*** Opening of The records ***

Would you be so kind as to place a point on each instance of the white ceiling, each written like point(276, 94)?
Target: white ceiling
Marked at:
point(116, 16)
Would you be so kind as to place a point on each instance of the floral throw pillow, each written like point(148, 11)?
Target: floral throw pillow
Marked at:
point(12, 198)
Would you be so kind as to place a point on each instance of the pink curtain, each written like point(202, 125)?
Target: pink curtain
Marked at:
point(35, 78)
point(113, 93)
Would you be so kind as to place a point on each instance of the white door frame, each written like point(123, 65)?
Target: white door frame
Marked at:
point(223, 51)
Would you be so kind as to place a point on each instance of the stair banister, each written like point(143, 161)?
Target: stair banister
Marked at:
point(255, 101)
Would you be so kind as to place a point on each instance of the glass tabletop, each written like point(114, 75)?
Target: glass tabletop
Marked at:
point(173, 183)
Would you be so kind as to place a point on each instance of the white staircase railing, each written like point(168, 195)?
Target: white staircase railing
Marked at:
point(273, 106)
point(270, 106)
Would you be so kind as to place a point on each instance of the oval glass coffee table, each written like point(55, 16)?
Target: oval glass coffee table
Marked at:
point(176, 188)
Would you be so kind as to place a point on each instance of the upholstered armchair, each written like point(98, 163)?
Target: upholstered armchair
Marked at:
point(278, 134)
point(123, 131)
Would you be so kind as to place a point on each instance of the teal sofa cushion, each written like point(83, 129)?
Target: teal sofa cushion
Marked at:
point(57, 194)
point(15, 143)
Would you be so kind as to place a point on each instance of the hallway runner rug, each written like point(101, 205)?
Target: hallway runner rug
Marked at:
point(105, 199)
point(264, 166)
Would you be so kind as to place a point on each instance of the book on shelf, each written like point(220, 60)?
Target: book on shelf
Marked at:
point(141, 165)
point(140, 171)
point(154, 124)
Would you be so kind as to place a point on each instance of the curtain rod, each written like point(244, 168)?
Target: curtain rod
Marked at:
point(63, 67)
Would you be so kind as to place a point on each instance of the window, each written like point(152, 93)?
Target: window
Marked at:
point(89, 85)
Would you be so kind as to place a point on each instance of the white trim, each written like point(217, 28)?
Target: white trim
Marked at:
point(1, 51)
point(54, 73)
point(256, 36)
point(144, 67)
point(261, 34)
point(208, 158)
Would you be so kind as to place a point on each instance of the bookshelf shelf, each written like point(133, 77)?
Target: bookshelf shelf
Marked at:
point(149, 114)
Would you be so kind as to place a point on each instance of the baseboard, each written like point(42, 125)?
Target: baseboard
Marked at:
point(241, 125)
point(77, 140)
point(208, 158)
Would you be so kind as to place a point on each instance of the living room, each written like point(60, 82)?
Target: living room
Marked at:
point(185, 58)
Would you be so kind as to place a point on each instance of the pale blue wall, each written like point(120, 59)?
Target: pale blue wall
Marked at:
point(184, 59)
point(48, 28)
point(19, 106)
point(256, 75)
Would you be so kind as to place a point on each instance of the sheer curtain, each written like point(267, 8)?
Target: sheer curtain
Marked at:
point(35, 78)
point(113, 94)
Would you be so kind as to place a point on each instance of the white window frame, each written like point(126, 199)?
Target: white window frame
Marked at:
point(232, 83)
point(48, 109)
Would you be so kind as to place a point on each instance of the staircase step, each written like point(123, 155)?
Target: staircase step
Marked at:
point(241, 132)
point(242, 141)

*** Close of The records ***

What you need to do:
For this exercise, output all the data exactly as shown above.

Solution:
Would you be so kind as to place a point on each instance of the white ceiling, each written like point(276, 94)?
Target: white ceiling
Marked at:
point(116, 16)
Would you be so kind as to place a point on each instance of the floral throw pillow, each written like point(148, 11)?
Target: floral throw pillow
Marked at:
point(12, 198)
Would you be so kind as to place a point on each instance of the pink curtain, each written like point(202, 125)?
Target: pink curtain
Marked at:
point(35, 78)
point(113, 93)
Would you be so kind as to place a point on each instance of the white door frame, each written like point(123, 65)?
Target: white door frame
Marked at:
point(223, 51)
Would you be so kind as to place a point on each instance of the stair banister, each written like point(143, 161)?
Target: stair banister
Marked at:
point(255, 101)
Would you be so kind as to place a point on each instance of the glass tabletop, each written like point(114, 75)?
Target: glass tabletop
Marked at:
point(173, 183)
Would you be so kind as to place a point on each instance of the white staircase railing, each written like point(168, 195)?
Target: white staircase railing
Marked at:
point(273, 106)
point(270, 106)
Would you be so kind as to place a point on each instance of the oval glass coffee table, each written like point(55, 16)?
Target: oval glass coffee table
Marked at:
point(176, 188)
Would you be so kind as to place a point on each instance of the upholstered armchair, each written like point(98, 163)?
Target: upholstered armchair
Marked at:
point(278, 134)
point(123, 131)
Would you be so kind as to place a point on each instance of the teal sofa cushion, each written like point(83, 129)?
Target: teal sofa cushion
Marked at:
point(57, 194)
point(15, 143)
Would you be so kind as to place a point on each instance of the hallway runner rug, each written like point(101, 205)?
Target: hallway runner rug
Marked at:
point(105, 199)
point(264, 166)
Would you be so kind as to place a point on each instance of the book on shelf, each written like point(220, 60)?
Target: book on shelf
Marked at:
point(141, 165)
point(140, 171)
point(154, 124)
Would you be so kind as to place a point on each instance of the curtain rod, each written like point(244, 168)?
Target: curtain rod
Marked at:
point(63, 67)
Would you be so kind as to place a point on each instance of the window, each written like point(152, 93)?
Target: window
Marked at:
point(89, 85)
Would you be so kind as to place a point on each instance of the white trim, each written like point(217, 28)?
Target: white trim
Marked at:
point(1, 51)
point(54, 73)
point(256, 36)
point(144, 67)
point(261, 34)
point(208, 158)
Would you be so kind as to place a point on each instance of the bookshelf shelf, each written like point(133, 77)?
Target: bookshelf shelf
Marked at:
point(149, 114)
Would you be so kind as to place a point on each instance of the baseboard, each written like point(42, 125)?
Target: baseboard
Marked at:
point(241, 125)
point(77, 140)
point(208, 158)
Would you be so kind as to place a point on each instance of the living room, each written like point(60, 82)?
Target: living room
Marked at:
point(185, 58)
Would you be so kind as to place a point on each instance of the pale blue wall, each written like point(120, 59)?
Target: pale blue wall
Marked at:
point(184, 59)
point(48, 28)
point(19, 106)
point(256, 75)
Would you be so kind as to place a point on each instance of the sheer curtain, each written like point(267, 8)?
Target: sheer curtain
Marked at:
point(35, 78)
point(113, 94)
Would you be so kind as to place a point on each instance of the white window frame, each written like point(126, 199)?
Target: white window frame
Marked at:
point(232, 83)
point(48, 109)
Would you be so kind as to place a point on each instance of the staircase step, each written like point(123, 155)?
Target: staircase step
Marked at:
point(241, 132)
point(242, 141)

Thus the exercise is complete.